**Problem**
Will you write out the data exactly, excluding every picture?

**Entries shown**
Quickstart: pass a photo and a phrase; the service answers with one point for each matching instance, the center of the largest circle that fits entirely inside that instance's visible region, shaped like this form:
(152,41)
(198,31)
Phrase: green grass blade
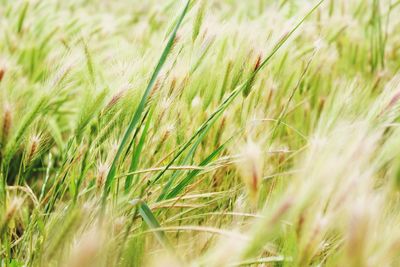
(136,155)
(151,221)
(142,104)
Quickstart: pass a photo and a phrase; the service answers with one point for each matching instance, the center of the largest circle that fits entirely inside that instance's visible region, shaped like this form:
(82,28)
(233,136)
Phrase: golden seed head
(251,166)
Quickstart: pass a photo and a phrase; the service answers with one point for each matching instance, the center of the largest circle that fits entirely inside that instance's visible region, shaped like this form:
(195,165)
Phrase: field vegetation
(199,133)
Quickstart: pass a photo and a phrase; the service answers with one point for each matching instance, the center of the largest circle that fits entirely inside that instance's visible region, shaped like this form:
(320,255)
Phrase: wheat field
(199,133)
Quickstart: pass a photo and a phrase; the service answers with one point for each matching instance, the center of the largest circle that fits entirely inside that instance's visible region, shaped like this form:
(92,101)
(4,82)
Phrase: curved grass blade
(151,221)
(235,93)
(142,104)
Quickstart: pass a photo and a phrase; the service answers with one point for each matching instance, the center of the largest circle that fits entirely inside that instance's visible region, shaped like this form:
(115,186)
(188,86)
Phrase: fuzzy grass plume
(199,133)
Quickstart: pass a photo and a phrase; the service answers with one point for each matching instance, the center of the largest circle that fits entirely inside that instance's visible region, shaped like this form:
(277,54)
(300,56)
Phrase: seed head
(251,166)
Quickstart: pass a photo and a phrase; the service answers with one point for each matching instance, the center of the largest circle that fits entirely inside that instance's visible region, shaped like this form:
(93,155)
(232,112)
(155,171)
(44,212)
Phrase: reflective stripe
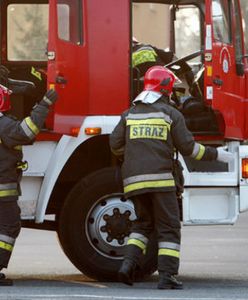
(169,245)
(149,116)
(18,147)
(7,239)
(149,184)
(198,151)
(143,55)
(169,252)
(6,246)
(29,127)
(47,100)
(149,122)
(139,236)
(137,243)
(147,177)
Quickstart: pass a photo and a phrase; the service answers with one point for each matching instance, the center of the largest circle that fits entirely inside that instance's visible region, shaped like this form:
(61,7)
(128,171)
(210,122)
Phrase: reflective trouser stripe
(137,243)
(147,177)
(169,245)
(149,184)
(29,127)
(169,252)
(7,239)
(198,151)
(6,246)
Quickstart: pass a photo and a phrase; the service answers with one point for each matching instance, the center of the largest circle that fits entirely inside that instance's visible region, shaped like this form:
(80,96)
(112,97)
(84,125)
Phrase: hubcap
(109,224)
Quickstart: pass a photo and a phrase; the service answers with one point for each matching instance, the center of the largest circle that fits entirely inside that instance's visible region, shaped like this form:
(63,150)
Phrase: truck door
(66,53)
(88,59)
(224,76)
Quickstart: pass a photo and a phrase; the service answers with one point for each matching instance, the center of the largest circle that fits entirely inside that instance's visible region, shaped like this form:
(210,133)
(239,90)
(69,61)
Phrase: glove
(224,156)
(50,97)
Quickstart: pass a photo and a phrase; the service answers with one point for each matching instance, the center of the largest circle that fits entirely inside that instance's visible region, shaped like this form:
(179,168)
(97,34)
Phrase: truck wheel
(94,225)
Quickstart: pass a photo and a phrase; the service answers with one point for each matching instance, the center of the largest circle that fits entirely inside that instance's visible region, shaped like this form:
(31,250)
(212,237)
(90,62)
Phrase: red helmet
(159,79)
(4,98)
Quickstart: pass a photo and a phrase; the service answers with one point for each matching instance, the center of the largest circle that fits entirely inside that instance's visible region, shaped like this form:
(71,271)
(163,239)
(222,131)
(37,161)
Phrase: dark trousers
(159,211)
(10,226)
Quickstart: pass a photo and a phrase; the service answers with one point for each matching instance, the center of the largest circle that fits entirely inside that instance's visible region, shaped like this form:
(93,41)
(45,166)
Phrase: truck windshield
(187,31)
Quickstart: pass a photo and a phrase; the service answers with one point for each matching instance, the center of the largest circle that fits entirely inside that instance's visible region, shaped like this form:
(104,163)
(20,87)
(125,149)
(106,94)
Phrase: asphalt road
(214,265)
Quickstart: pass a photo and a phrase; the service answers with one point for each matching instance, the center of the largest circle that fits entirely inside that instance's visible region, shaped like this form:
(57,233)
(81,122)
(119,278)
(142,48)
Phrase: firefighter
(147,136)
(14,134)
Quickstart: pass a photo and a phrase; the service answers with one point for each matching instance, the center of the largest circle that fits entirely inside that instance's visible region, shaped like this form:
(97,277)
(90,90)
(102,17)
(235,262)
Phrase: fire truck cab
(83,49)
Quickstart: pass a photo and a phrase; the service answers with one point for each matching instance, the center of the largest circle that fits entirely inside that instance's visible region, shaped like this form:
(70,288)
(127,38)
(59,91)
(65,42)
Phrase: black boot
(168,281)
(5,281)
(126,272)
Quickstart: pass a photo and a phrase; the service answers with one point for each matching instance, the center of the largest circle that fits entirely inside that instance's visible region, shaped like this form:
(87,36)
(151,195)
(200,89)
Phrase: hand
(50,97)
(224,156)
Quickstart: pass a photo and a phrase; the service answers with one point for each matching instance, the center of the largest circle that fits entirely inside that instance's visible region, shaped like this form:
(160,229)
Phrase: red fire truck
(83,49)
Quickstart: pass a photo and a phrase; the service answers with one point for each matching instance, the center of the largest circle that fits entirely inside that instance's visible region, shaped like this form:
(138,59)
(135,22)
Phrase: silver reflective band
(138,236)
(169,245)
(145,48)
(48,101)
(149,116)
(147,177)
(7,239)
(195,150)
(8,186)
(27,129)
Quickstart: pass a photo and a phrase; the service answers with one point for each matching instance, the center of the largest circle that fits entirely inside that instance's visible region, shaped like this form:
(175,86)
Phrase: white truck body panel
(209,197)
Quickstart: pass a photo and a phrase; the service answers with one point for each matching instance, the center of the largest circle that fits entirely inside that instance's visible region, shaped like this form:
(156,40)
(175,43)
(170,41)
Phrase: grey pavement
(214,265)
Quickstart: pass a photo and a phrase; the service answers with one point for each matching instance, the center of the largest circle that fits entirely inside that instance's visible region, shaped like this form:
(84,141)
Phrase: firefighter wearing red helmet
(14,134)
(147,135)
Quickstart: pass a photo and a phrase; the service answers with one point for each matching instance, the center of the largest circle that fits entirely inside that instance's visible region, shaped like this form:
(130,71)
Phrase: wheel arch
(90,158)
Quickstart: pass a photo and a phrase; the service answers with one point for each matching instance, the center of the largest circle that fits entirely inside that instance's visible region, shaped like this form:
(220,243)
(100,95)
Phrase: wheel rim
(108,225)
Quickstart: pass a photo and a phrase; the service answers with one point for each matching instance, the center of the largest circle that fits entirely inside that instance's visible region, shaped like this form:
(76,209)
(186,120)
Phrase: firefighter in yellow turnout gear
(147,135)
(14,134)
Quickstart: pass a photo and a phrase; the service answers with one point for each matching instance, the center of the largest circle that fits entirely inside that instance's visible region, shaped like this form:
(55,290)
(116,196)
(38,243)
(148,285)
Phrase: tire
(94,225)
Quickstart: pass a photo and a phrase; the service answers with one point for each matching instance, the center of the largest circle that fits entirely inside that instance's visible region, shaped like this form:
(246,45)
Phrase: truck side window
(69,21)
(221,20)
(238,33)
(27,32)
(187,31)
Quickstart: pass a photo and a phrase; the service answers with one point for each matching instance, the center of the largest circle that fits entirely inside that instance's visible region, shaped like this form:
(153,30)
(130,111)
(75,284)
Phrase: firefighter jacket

**Finished answer**
Quickstart: pass a photo and a phrase; the service answers with one point for each matching instance, the center of the largest circle that fits entirely inside that instance's visible region, shaped like this form:
(152,41)
(198,31)
Phrase: green grass blade
(136,155)
(151,221)
(142,104)
Quickstart: pass a photo and a phrase; the service answers with one point for each matching instance, the center of the largest circle that fits entirely inside that instance's visible region, shaped like this form:
(82,28)
(233,136)
Phrase: golden seed head
(251,166)
Quickstart: pass a photo and a phrase; the service answers with one point for each matching instance, the center of the largest circle that fits entirely inside that instance's visible region, shaped like this form:
(195,165)
Phrase: field vegetation
(199,133)
Quickstart: pass a photo and a phrase; the service answers with one point for each matching instance, the center of the largest circle that fits entirely inside that instance's visible region, shaped like this form:
(320,255)
Phrase: wheat field
(199,133)
Quickstart: pass a photo and a phrase; the service answers with one point for each matching instance, the center of the largest circle that fits entirely inside that instance's visible region, shaped like this form:
(92,101)
(4,82)
Phrase: curved grass blade
(151,221)
(235,93)
(142,104)
Quickstart: pass a photo and a phrase; the service answers with one point for each matching instance, the center of the largest circle that fits entirely inside that instance's visible region, shaped like this form:
(115,186)
(188,86)
Phrase: fuzzy grass plume
(199,133)
Quickstart: pass a photo and a phrase; the service answers with one point for each matching instance, the center of the largest circle that fits entirely inside that instance's visible region, shaped like this form:
(277,54)
(300,56)
Phrase: seed head
(251,166)
Quickstart: pass a photo and a phrase; the service answers with one point for each matching instance, the center of the largest circle that fits entirely inside that instance's visible region, shaped like this form:
(93,155)
(232,112)
(155,171)
(44,212)
Phrase: reflective stripe
(169,245)
(149,116)
(18,147)
(7,239)
(149,184)
(198,151)
(143,55)
(169,252)
(6,246)
(29,127)
(47,100)
(149,122)
(139,236)
(137,243)
(147,177)
Quickstart: pass a photo and a phrase; the service answers with one point for each matching instance, the center of the largest circle that fits entirely inside that instance's visible region, shaped like this form:
(61,7)
(128,171)
(210,122)
Phrase: reflective trouser stripe
(137,243)
(147,177)
(169,245)
(149,184)
(29,127)
(169,252)
(7,239)
(198,151)
(6,246)
Quickstart: pass a photo and a phrase; the service answers with one point for each matching instance, the center of the largest circle that fits entirely inside that instance's visible region, shaped like this form:
(80,96)
(112,97)
(84,125)
Phrase: hubcap
(109,224)
Quickstart: pass a photo and a phrase; the service answers with one point for each matching instance, the center of the largest circle that fits entirely inside that instance's visible region, shaped like this form:
(63,150)
Phrase: truck door
(66,53)
(88,59)
(224,76)
Quickstart: pass a photo and a phrase; the service answers with one point for each matching instance, the center of the largest circle that fits entirely inside that instance's visible region, shaped like this form:
(210,133)
(239,90)
(69,61)
Phrase: glove
(224,156)
(50,97)
Quickstart: pass a photo and a phrase; the service answers with one point for each matching instance, the center of the largest circle that fits entirely inside that instance's visible region, shaped like this form:
(179,168)
(97,34)
Phrase: truck wheel
(94,225)
Quickstart: pass a photo and a phrase; the service answers with one point for each matching instance, the center of the largest circle that fits entirely inside that instance's visible region, shaped like this form:
(31,250)
(212,237)
(90,62)
Phrase: red helmet
(159,79)
(4,98)
Quickstart: pass a photo and a phrase; the service answers with one point for each matching instance, the center of the largest circle that fits entirely inside that instance's visible region, shaped like this form:
(71,271)
(163,239)
(222,131)
(37,161)
Phrase: dark trousers
(159,211)
(10,226)
Quickstart: pass a photo and a phrase; the service answers with one point for each matching instance, the center of the largest circle that fits entirely inside that instance's visible region, shaped like this form:
(93,41)
(45,166)
Phrase: truck windshield
(187,31)
Quickstart: pass a photo and a phrase; the service answers with one point for each matching instance, the center of the largest circle that fits entirely inside that instance's visible region, shaped like this form:
(104,163)
(20,87)
(125,149)
(106,94)
Phrase: asphalt road
(214,265)
Quickstart: pass a photo and a phrase; the service answers with one point for each matching instance, the center of the largest circle that fits entirely inside that instance's visible region, shaped like this form:
(57,233)
(81,122)
(119,278)
(142,48)
Phrase: firefighter
(147,136)
(14,134)
Quickstart: pass a photo and a phrase; the service answers with one point for each matching instance, the center of the largest circle that fits entirely inside that instance's visible region, shaped like this form:
(97,277)
(90,90)
(102,17)
(235,262)
Phrase: fire truck cab
(83,49)
Quickstart: pass a photo and a phrase; the service answers with one point for each matching instance, the center of the largest circle that fits entirely inside that instance's visible region, shaped like this form:
(70,288)
(127,38)
(59,91)
(65,42)
Phrase: black boot
(168,281)
(5,281)
(126,272)
Quickstart: pass a photo and a phrase; the service answers with one point for each matching instance, the center of the largest circle that fits entirely inside that instance's visible region, shaped like this form:
(87,36)
(151,195)
(200,89)
Phrase: hand
(50,97)
(224,156)
Quickstart: pass a photo and a phrase; the service answers with one point for each matching instance, the center of the largest circle that fits entirely inside that instance's visible region, shaped like this form:
(160,229)
Phrase: red fire truck
(83,49)
Quickstart: pass a photo and a phrase; the service answers with one point for each matching instance, the center of the largest circle that fits entirely inside that instance's visible region, shaped like this form:
(138,59)
(135,22)
Phrase: silver reflective band
(138,236)
(169,245)
(145,48)
(48,101)
(149,116)
(147,177)
(7,239)
(195,150)
(8,186)
(27,129)
Quickstart: pass a photo and a phrase; the service answers with one point for each matching instance, the center of the largest circle that fits entirely inside that instance's visible region, shaped like this form:
(175,86)
Phrase: white truck body panel
(209,197)
Quickstart: pass a photo and a phrase; the service answers with one point for each matching instance, the center of the largest circle that fits entirely inside that instance's visible region, shaped like this form:
(156,40)
(175,43)
(170,41)
Phrase: grey pavement
(214,265)
Quickstart: pass a photo and a phrase; the service answers with one point for each matching instance, the center of the largest circle that fits entirely inside that instance's visible region, shaped like this form:
(84,141)
Phrase: firefighter wearing red helmet
(14,134)
(147,135)
Quickstart: pass a photo and a phrase; the service answers with one point for each matching instance, the center of the largest circle that fits entirely inside that instance's visible region, shaped like this form:
(130,71)
Phrase: wheel arch
(90,158)
Quickstart: pass a photo and a phrase; the service answers with one point for each matching instance, the center of the largest circle that fits entirely inside that instance's visible region, shaped like this form:
(220,243)
(100,95)
Phrase: wheel rim
(108,225)
Quickstart: pass a photo and a phrase; the service answers with one point for each matching instance, the center of the largest circle that fits entirely inside that instance's visible region, shaped like this form:
(76,209)
(186,120)
Phrase: firefighter in yellow turnout gear
(147,135)
(14,134)
Quickstart: pass a photo and a phrase; the service answers with one point for each matching instance, the center of the largest circle that fits entirely inside that instance's visible region, shaped like this form:
(55,290)
(116,196)
(38,243)
(148,285)
Phrase: tire
(94,225)
Quickstart: pass a photo and a phrase; the service answers with one point for each matching instance, the center of the largest circle that fits entirely inside that instance's visible region, shaped like this form:
(246,45)
Phrase: truck side window
(69,21)
(221,20)
(238,33)
(27,32)
(187,31)
Quickstart: pass a photo and a phrase; the service answers with one point for each matching instance, the center of the largest circle that fits entirely inside that instance's visible region, shaped like this form:
(153,30)
(130,111)
(75,284)
Phrase: firefighter jacket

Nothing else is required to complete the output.